Exercise brief —
Without including the pictures, copy out every line below.

Records for the task —
>>>

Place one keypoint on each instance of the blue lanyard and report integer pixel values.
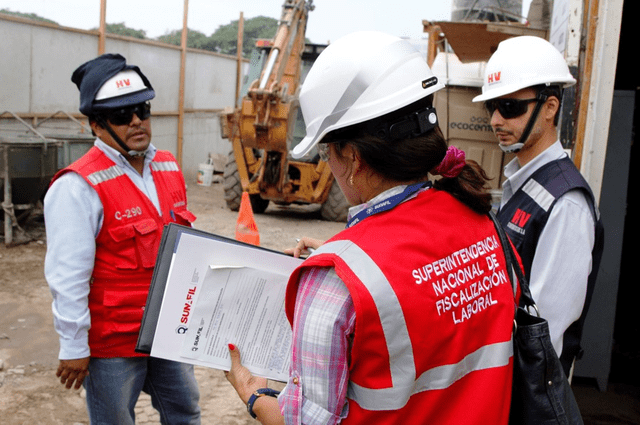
(389, 203)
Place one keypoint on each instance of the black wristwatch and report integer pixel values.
(259, 393)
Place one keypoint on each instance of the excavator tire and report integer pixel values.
(336, 207)
(232, 185)
(233, 189)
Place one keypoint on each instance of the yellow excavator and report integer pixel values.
(268, 124)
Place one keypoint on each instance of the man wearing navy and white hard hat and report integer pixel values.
(104, 217)
(547, 207)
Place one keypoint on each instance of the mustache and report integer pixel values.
(502, 131)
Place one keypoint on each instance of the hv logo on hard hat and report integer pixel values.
(494, 77)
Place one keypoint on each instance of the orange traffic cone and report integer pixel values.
(246, 228)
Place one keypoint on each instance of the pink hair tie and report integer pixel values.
(452, 163)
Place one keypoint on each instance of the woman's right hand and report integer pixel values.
(304, 246)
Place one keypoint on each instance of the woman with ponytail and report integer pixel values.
(406, 315)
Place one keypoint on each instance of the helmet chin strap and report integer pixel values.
(130, 152)
(516, 147)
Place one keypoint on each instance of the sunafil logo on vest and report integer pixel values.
(519, 221)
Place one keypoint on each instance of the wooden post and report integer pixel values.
(183, 60)
(103, 26)
(239, 55)
(585, 80)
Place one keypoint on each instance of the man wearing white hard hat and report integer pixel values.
(104, 217)
(547, 207)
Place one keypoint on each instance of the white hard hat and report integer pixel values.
(359, 77)
(521, 62)
(123, 89)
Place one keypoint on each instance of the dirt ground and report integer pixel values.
(31, 394)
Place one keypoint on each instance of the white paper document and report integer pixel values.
(219, 293)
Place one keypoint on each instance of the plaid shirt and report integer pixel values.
(322, 330)
(324, 321)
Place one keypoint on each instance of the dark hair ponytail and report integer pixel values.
(469, 187)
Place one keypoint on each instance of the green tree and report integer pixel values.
(225, 39)
(122, 29)
(195, 39)
(28, 16)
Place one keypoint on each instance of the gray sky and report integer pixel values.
(330, 20)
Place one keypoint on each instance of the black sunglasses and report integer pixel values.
(509, 108)
(123, 116)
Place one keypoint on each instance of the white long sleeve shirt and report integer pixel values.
(73, 218)
(562, 260)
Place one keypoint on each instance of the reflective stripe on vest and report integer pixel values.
(104, 175)
(402, 365)
(164, 166)
(538, 193)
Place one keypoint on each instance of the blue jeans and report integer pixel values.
(114, 385)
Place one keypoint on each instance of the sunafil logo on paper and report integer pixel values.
(494, 77)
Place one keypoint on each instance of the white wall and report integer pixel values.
(35, 79)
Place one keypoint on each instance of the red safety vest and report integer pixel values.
(434, 314)
(127, 245)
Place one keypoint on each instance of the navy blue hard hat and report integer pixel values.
(107, 82)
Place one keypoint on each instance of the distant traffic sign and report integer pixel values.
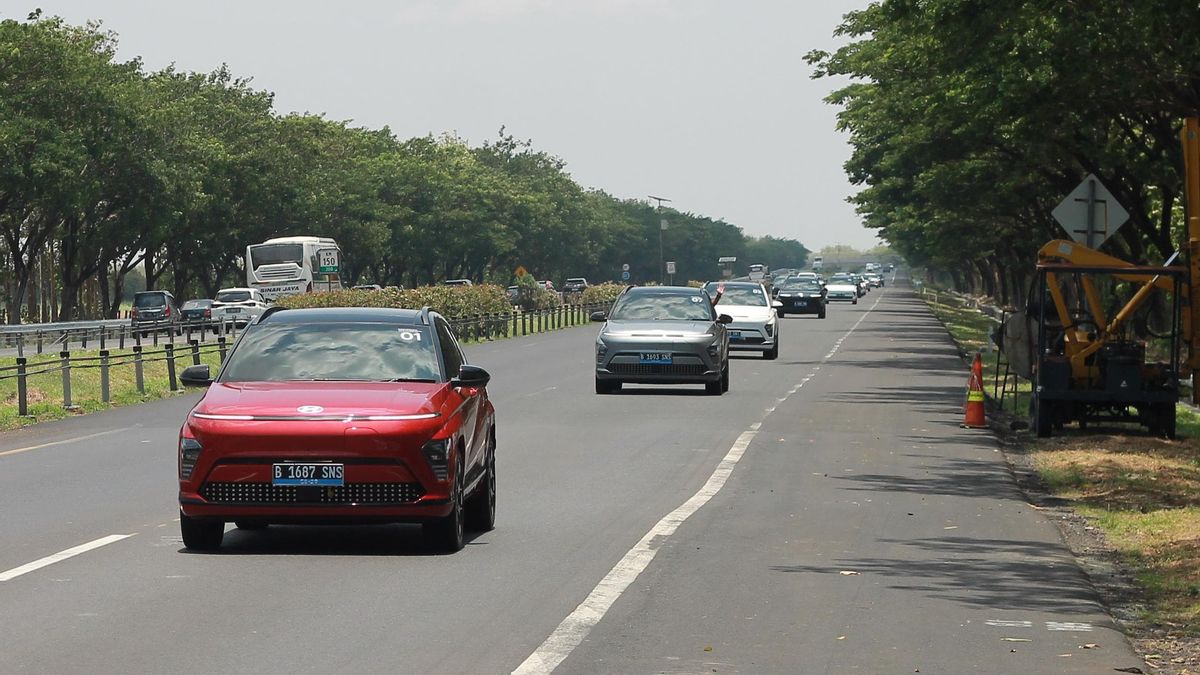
(327, 261)
(1090, 214)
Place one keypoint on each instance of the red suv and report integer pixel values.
(339, 416)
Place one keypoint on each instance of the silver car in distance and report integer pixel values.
(663, 335)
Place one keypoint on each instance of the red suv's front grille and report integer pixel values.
(348, 494)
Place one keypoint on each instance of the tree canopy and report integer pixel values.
(970, 120)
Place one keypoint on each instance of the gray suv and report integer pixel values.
(154, 310)
(663, 335)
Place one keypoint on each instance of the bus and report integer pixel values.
(287, 266)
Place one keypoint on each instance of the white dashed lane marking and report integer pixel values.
(1059, 626)
(60, 556)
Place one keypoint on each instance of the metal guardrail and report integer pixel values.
(472, 328)
(45, 338)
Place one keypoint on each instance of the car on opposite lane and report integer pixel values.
(197, 311)
(802, 296)
(755, 327)
(340, 416)
(841, 290)
(663, 335)
(154, 310)
(239, 305)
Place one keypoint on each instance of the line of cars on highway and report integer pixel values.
(364, 414)
(677, 335)
(155, 310)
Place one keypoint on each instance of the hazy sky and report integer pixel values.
(707, 102)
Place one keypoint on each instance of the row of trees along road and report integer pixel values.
(106, 168)
(971, 120)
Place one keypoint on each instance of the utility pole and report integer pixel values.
(663, 225)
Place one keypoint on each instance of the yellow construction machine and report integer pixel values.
(1089, 365)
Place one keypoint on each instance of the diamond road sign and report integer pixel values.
(1090, 214)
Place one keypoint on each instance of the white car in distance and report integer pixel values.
(755, 326)
(238, 305)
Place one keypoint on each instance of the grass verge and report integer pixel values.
(46, 390)
(1141, 493)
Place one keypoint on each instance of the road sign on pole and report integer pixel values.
(327, 261)
(1090, 214)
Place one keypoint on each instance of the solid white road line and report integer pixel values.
(571, 632)
(60, 556)
(63, 442)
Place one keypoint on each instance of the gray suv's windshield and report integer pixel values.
(149, 300)
(751, 296)
(663, 306)
(334, 351)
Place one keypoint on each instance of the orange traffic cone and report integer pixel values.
(973, 417)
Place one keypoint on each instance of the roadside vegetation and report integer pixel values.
(1141, 493)
(45, 390)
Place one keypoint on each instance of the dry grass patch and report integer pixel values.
(1144, 494)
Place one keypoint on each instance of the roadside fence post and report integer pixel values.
(138, 370)
(22, 388)
(103, 376)
(65, 365)
(171, 366)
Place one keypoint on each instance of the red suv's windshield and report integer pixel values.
(334, 351)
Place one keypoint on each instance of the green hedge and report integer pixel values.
(601, 294)
(449, 300)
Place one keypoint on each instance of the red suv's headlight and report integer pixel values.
(437, 453)
(189, 453)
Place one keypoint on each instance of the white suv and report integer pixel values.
(238, 305)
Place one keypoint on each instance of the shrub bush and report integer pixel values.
(451, 302)
(601, 293)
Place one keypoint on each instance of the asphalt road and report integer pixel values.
(826, 515)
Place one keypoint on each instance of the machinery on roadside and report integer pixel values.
(1089, 364)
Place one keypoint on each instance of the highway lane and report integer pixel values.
(825, 487)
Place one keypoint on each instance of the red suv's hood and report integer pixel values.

<<<

Result below —
Place one keypoint on each instance of the blue lanyard and report integer pixel values.
(389, 203)
Place one keypoint on each instance of the black wristwatch and report integer pixel values.
(259, 393)
Place one keypoint on each instance of the excavator tire and report integer pixel values.
(336, 207)
(232, 185)
(233, 189)
Place one keypoint on each instance of the yellow excavator and report integer pixel values.
(268, 124)
Place one keypoint on each instance of the man wearing navy and white hard hat and report integer pixel values.
(104, 217)
(547, 207)
Place one keypoint on each instance of the mustache and report integer pixel values.
(502, 131)
Place one keypoint on each instance of the hv logo on hard hat and report integer pixel values.
(494, 77)
Place one keypoint on each instance of the orange traffic cone and report integer pixel values.
(246, 228)
Place one keypoint on each instance of the pink hair tie and report integer pixel values.
(452, 163)
Place one keypoint on each instance of the woman's right hand and report integer pixel values.
(304, 246)
Place one keypoint on each instance of the woman with ponytail and report integer pixel values.
(406, 315)
Place one keypoint on each instance of the helmet chin strap and report integer pixel values.
(130, 152)
(516, 147)
Place one keypoint on each instance of the sunafil logo on vest and report integer pixel values.
(519, 221)
Place one keypoint on each instance of the wooden post and report integer pixel values.
(183, 60)
(103, 26)
(239, 55)
(585, 80)
Place one keypoint on each instance of the man wearing white hard hat and report integer pixel values.
(104, 217)
(547, 207)
Place one keypoint on each instance of the white hard hat and report integer pixel values.
(359, 77)
(521, 62)
(123, 89)
Place one keypoint on each instance of the dirt ground and report integer pixel values.
(31, 394)
Place one keypoint on each instance of the white paper document and report integer pixel values.
(219, 293)
Place one keypoint on each instance of the plaid shirt and report integer pixel values.
(322, 330)
(324, 321)
Place one keypoint on each instance of the dark hair ponytail and report integer pixel values.
(469, 187)
Place one keypoint on each instance of the green tree and report integer pixel values.
(225, 39)
(122, 29)
(195, 39)
(28, 16)
Place one keypoint on each instance of the gray sky and report integer pixel values.
(330, 20)
Place one keypoint on each instance of the black sunglasses and report integer pixel values.
(509, 108)
(123, 116)
Place one keypoint on each instance of the white long sleeve shirt and report integer pixel values.
(73, 218)
(562, 260)
Place one keypoint on each instance of the reflective stripe on vest and report integer pixel values.
(104, 175)
(402, 365)
(164, 166)
(538, 193)
Place one keypoint on each instance of the blue jeans and report integer pixel values.
(114, 385)
Place one keypoint on each instance of the sunafil logo on paper and report integer pixel values.
(494, 77)
Place one keypoint on each instance of the white wall and report integer pixel values.
(35, 79)
Place one keypoint on each instance of the red safety vest and report integer pixel values.
(434, 314)
(127, 245)
Place one keypoint on each instance of the navy blue hard hat and report integer pixel values.
(107, 82)
Place one keypoint on each instance of the distant traffic sign and report integer pixel values.
(327, 261)
(1090, 214)
Place one keypoint on each instance of the red suv and report integer pixel values.
(339, 416)
Place one keypoint on each instance of the silver car in distance and report integer pixel values.
(663, 335)
Place one keypoint on each instance of the red suv's front grille and report integer pixel values.
(348, 494)
Place one keypoint on each instance of the tree canopy and report integer pixel values.
(970, 120)
Place one keypoint on each instance of the gray suv and report integer pixel values.
(154, 310)
(663, 335)
Place one keypoint on each instance of the bus and report integer pixel values.
(287, 266)
Place one keypoint on each instance of the white dashed lane marking and report integer pixel values.
(1059, 626)
(60, 556)
Place one keypoint on each instance of the metal guardrail and report integer pixel values.
(472, 328)
(45, 338)
Place one keypoint on each instance of the car on opposite lane and report integer pixel values.
(197, 311)
(802, 296)
(755, 327)
(340, 416)
(841, 290)
(663, 335)
(154, 310)
(239, 305)
Place one keypoint on each instance of the line of cars on highway and report integer pixel values.
(364, 414)
(677, 335)
(155, 310)
Place one keypoint on each instance of the hazy sky and report integer pixel values.
(707, 102)
Place one keypoint on each instance of the row of trees along road and report integer pixel values.
(106, 168)
(971, 120)
Place one keypoint on each instance of the utility pole and report integer pixel values.
(663, 225)
Place one keypoint on each instance of the yellow construction machine and report integer pixel values.
(1089, 365)
Place one keypoint on each instance of the diamond road sign and report integer pixel values.
(1090, 214)
Place one keypoint on each instance of the white car in distance and report integer pixel values.
(755, 326)
(238, 305)
Place one keypoint on each instance of the grass verge and report integer pixel values.
(46, 390)
(1141, 493)
Place one keypoint on each instance of the road sign on pole and report integer pixel values.
(327, 261)
(1090, 214)
Place one keypoint on each instance of the solid white road line and report integer pixel values.
(571, 632)
(60, 556)
(63, 442)
Place one keypoint on each instance of the gray suv's windshield and report integer pixel values.
(149, 300)
(751, 296)
(663, 306)
(334, 351)
Place one keypoint on each instance of the orange traffic cone and report integer pixel values.
(973, 417)
Place one keypoint on each instance of the roadside vegetation and report integer pixel values.
(1141, 493)
(45, 390)
Place one keypoint on each instance of the dry grass patch and report integer pixel values.
(1144, 494)
Place one keypoint on each instance of the roadside fence post and report integer pixel values.
(138, 370)
(22, 388)
(103, 376)
(65, 365)
(171, 366)
Place one keypoint on each instance of the red suv's windshield and report integer pixel values.
(334, 351)
Place one keypoint on each instance of the green hedge and report integer pixel values.
(601, 294)
(449, 300)
Place one keypoint on each instance of the red suv's headlight and report integer pixel values.
(437, 453)
(189, 453)
Place one keypoint on each instance of the white suv and report integer pixel values.
(238, 305)
Place one keypoint on each instance of the shrub bush and report integer pixel values.
(451, 302)
(601, 293)
Place one keypoint on each instance of the asphalt road and report integer pixel values.
(826, 515)
Place one keypoint on each instance of the machinery on roadside and report integer pixel values.
(1089, 364)
Place one keypoint on each instance of the highway lane and report integer pixel values.
(825, 487)
Place one keypoint on each instance of the red suv's hood and report integer pixel values.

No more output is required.